**The exercise**
Please copy out every one of the entries below, requests included, multiplying each x and y coordinate in the answers by 1.85 and rounding to whole numbers, with halves rounded up. Leave the numbers in the requests and their format samples unchanged.

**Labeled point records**

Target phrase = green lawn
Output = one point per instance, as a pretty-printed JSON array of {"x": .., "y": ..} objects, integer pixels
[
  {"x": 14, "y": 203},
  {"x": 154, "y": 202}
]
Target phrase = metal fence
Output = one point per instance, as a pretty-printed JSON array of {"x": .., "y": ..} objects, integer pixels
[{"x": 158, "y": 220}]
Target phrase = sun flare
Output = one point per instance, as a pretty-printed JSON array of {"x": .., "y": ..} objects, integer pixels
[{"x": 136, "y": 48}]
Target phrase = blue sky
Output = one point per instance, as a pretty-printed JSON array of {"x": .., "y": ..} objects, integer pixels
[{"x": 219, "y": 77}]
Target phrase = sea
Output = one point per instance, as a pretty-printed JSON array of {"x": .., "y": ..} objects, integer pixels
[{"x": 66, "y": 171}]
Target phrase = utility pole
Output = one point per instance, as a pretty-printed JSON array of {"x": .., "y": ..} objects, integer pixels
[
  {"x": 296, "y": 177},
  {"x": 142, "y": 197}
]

**Solution**
Target phrase = green lawn
Output = one point per instance, as a pretty-printed JSON array of {"x": .., "y": ..} objects, integer pixels
[
  {"x": 26, "y": 376},
  {"x": 285, "y": 374}
]
Target phrase = metal fence
Output = one point per instance, as a pretty-printed JSON array of {"x": .., "y": ..} objects, integer pixels
[{"x": 292, "y": 407}]
Target phrase = sun flare
Output = one point per instance, as a pretty-printed JSON array of {"x": .., "y": ..} objects, integer pixels
[{"x": 252, "y": 89}]
Target phrase = blue sky
Output = one point per instance, as a pretty-printed JSON array of {"x": .., "y": ..} objects, integer pixels
[{"x": 405, "y": 142}]
Target phrase = sea
Output = one point per instance, as a pretty-printed JSON array of {"x": .., "y": ..} objects, integer pixels
[{"x": 122, "y": 316}]
Target phrase = utility pole
Output = one point per instance, as a pretty-printed JSON array of {"x": .., "y": ..} objects, integer pixels
[
  {"x": 548, "y": 327},
  {"x": 263, "y": 364}
]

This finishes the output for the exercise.